Supplied passage:
══════
The calculated glass transition temperature (“Tg”) of the emulsion polymer is typically from −65° C. to 105° C., or in the alternative, from −25° C. to 35° C. Tgs of the polymers are calculated herein by using the Fox equation (T. G. Fox, Bull. Am. Physics Soc., Volume 1, Issue No. 3, page 123 (1956)). that is, for calculating the Tg of a copolymer of monomers M1 and M2,
1/Tg(calc.)=w(M1)/Tg(M1)+w(M2)/Tg(M2), wherein
Tg(calc.) is the glass transition temperature calculated for the copolymer
w(M1) is the weight fraction of monomer M1 in the copolymer
w(M2) is the weight fraction of monomer M2 in the copolymer
Tg(M1) is the glass transition temperature of the homopolymer of M1
Tg(M2) is the glass transition temperature of the homopolymer of M2, all temperatures being in ° K.
The glass transition temperature of homopolymers may be found, for example, in “Polymer Handbook”, edited by J. Brandrup and E. H. Immergut, Interscience Publishers.
The average particle diameter of the emulsion polymer particles is typically from 30 nanometers to 500 nanometers, as measured by a Brookhaven Model BI-90 Particle Sizer supplied by Brookhaven Instrument Corp., Holtsville, N.Y.
The aqueous composition of this invention includes from 0.03% to 1% by weight based on the weight of the polymer, of a compound having the formula A-B-C-D wherein A is a perfluoro group of the formula CF3(CF2)n wherein n is from 1 to 5, B is a hydrocarbon group of the formula (CH2)m wherein m is from 1 to 4, C is a phosphate residue, and D is a cation, wherein the compound has a BCF of from 1 to 1000, preferably from 1 to 100. By “phosphate residue” is meant a phosphate group to which is bound the B group, such that the compound is a phosphate ester, D is a cation, preferably a monvalent cation such as, for example, Na+, K+or NH4+, more preferably NH4+. The compound was selected from a broad range of fluorinated phosphate esters on the basis that it unexpectedly demonstrated both a useful low BCF value of from 1 to 1000 and, as an ingredient in dry coatings, providing thereto a useful level of block resistance. The fluorocarbon compound can be prepared by various methods as disclosed, for example, in U.S. Pat. Nos. 2,597,702 and 4,064,067. Such preparations typically provide a mixture of a fluorinated phosphate monoester and a fluorinated phosphate diester. The ratio of monoester to diester can be varied by selecting the ratio of raw materials and the reaction conditions. Further, mixtures of the precursor fluoro alcohols may also be used to provide mixtures of compounds which may be used in the aqueous composition of this invention.
══════
Task requirements:
(a) Answer these questions from the emulsion polymer passage, one per line:
(i) What is the typical range for the average particle diameter of the emulsion polymer particles?
(ii) In what unit are all temperatures in the Fox equation expressed?
(iii) Which cation does the passage name as more preferred for D?
(b) Turn the paragraph of the emulsion polymer passage that begins "The aqueous composition of this invention includes" into a bulleted list that keeps its main facts.
(c) Return the stretch of the emulsion polymer passage from "The average particle" through "Corp., Holtsville, N.Y.", copied word for word.

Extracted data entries
══════
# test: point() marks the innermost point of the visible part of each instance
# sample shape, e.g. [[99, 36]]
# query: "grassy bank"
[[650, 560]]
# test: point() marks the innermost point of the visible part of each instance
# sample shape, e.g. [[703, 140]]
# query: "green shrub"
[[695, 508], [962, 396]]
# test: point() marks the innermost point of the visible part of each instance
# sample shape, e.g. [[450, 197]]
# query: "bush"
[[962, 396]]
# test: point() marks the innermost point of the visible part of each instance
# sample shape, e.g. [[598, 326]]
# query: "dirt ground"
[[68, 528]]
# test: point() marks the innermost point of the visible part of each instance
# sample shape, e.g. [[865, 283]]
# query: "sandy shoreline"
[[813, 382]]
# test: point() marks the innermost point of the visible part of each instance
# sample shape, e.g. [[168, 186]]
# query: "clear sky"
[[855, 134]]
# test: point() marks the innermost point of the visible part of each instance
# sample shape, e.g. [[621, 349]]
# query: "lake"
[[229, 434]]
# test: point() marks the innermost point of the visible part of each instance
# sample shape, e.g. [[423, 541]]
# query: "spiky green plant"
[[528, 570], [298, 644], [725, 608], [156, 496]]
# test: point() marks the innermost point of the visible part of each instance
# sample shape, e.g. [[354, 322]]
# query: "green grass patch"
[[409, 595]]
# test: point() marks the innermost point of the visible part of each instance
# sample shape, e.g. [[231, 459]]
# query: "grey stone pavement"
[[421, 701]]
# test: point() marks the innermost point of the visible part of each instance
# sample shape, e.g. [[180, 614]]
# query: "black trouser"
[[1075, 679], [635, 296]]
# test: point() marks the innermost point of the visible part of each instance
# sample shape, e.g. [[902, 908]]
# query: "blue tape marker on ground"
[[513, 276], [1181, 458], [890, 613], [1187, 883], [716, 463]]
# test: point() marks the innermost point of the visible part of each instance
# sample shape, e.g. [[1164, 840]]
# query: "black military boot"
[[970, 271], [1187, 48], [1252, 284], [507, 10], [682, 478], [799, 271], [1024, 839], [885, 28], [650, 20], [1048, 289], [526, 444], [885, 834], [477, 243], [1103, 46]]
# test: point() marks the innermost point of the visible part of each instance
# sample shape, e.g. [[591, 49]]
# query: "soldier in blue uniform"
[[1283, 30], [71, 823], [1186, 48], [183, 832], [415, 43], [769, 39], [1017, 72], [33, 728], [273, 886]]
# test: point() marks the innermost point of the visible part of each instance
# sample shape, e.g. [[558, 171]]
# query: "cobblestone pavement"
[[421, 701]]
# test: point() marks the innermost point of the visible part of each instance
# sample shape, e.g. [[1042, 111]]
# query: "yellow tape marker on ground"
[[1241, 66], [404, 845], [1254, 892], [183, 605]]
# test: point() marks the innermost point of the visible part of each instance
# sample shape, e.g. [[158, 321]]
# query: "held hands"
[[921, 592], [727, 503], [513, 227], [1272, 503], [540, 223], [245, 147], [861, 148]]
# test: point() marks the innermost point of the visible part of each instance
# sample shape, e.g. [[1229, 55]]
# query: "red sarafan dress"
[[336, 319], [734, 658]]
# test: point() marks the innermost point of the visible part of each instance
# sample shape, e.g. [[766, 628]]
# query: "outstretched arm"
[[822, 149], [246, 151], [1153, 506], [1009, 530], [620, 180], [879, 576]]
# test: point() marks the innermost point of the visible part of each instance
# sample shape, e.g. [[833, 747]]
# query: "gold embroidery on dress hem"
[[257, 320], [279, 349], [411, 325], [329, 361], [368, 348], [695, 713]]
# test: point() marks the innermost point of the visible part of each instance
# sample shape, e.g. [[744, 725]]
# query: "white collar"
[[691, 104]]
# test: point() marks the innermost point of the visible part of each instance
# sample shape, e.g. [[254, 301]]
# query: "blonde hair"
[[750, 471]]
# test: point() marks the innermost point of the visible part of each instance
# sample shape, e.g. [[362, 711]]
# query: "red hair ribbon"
══════
Answers for the exercise:
(a)
(i) From 30 nanometers to 500 nanometers
(ii) Degrees Kelvin (° K)
(iii) NH4+

(b)
- The aqueous composition contains 0.03% to 1% by weight, based on the weight of the polymer, of a compound with the formula A-B-C-D.
- A is a perfluoro group, CF3(CF2)n, with n from 1 to 5.
- B is a hydrocarbon group, (CH2)m, with m from 1 to 4.
- C is a phosphate residue: a phosphate group bound to the B group, which makes the compound a phosphate ester.
- D is a cation, preferably monovalent (such as Na+, K+ or NH4+), and more preferably NH4+.
- The compound has a BCF of 1 to 1000, preferably 1 to 100.
- It was chosen from a broad range of fluorinated phosphate esters because it unexpectedly combined a low BCF with a useful level of block resistance in dry coatings.
- It can be prepared by methods such as those in U.S. Pat. Nos. 2,597,702 and 4,064,067. These methods typically yield a mixture of a fluorinated phosphate monoester and diester.
- The monoester-to-diester ratio depends on the ratio of raw materials and the reaction conditions.
- Mixtures of precursor fluoro alcohols can also be used to produce mixtures of compounds for the composition.

(c)
The average particle diameter of the emulsion polymer particles is typically from 30 nanometers to 500 nanometers, as measured by a Brookhaven Model BI-90 Particle Sizer supplied by Brookhaven Instrument Corp., Holtsville, N.Y.